━━ RAW DATA ━━

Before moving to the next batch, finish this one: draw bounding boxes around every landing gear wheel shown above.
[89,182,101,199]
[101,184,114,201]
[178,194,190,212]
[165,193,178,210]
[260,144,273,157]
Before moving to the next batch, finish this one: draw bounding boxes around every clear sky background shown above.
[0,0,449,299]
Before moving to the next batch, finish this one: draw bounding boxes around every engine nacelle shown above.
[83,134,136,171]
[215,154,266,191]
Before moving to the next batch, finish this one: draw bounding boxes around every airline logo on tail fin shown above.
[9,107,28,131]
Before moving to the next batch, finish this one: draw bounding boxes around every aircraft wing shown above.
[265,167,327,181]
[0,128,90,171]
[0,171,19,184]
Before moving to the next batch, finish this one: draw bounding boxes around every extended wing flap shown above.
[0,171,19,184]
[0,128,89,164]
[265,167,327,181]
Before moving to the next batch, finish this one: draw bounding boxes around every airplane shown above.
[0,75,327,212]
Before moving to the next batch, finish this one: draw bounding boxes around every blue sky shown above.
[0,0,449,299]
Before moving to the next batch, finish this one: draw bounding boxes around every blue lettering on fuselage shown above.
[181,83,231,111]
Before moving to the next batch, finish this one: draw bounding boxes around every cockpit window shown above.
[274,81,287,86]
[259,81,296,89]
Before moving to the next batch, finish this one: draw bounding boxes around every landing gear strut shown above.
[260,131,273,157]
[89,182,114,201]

━━━

AIM OF THE TASK - Please duplicate every one of the lines above, word for word.

FINISHED TASK -
Before moving to the next batch, finish this one: draw bounding boxes around every landing gear wheel shown above.
[89,182,101,199]
[101,184,114,201]
[178,194,190,212]
[165,193,178,210]
[260,144,273,157]
Before moving to the next batch, finish this one: draw bounding boxes around every clear sky background shown above.
[0,0,449,299]
Before moving to the next batch, finish this one: draw bounding boxes around every engine nacelle shown above.
[83,134,136,171]
[215,154,266,191]
Before moving to the next batch, finish this one: draw bounding boxes around every airline logo on tail fin shown above.
[9,107,28,131]
Before moving to the next batch, finish this one: draw bounding boxes around every aircraft wing shown above.
[265,167,327,181]
[0,128,90,171]
[0,171,19,184]
Before moving to the next batch, finish this one: draw bounding boxes around every extended wing flap shown above.
[0,171,19,184]
[0,128,89,164]
[265,167,327,181]
Before moving to the next batch, finish this one: draw bounding boxes around every airplane shown above.
[0,75,327,212]
Before moving to the next batch, finish this one: draw bounding boxes around every blue sky shown above.
[0,0,449,299]
Before moving to the next batch, finish this one: draw bounding boxes around every blue lettering on fuselage shown above.
[181,83,231,111]
Before moving to the next batch, finish this one: draw bounding boxes around every cockpit window shown above.
[274,81,287,86]
[259,81,296,89]
Before moving to the next batch, finish this one: draw bounding boxes around every landing gear strut shown above.
[260,131,273,157]
[89,182,114,201]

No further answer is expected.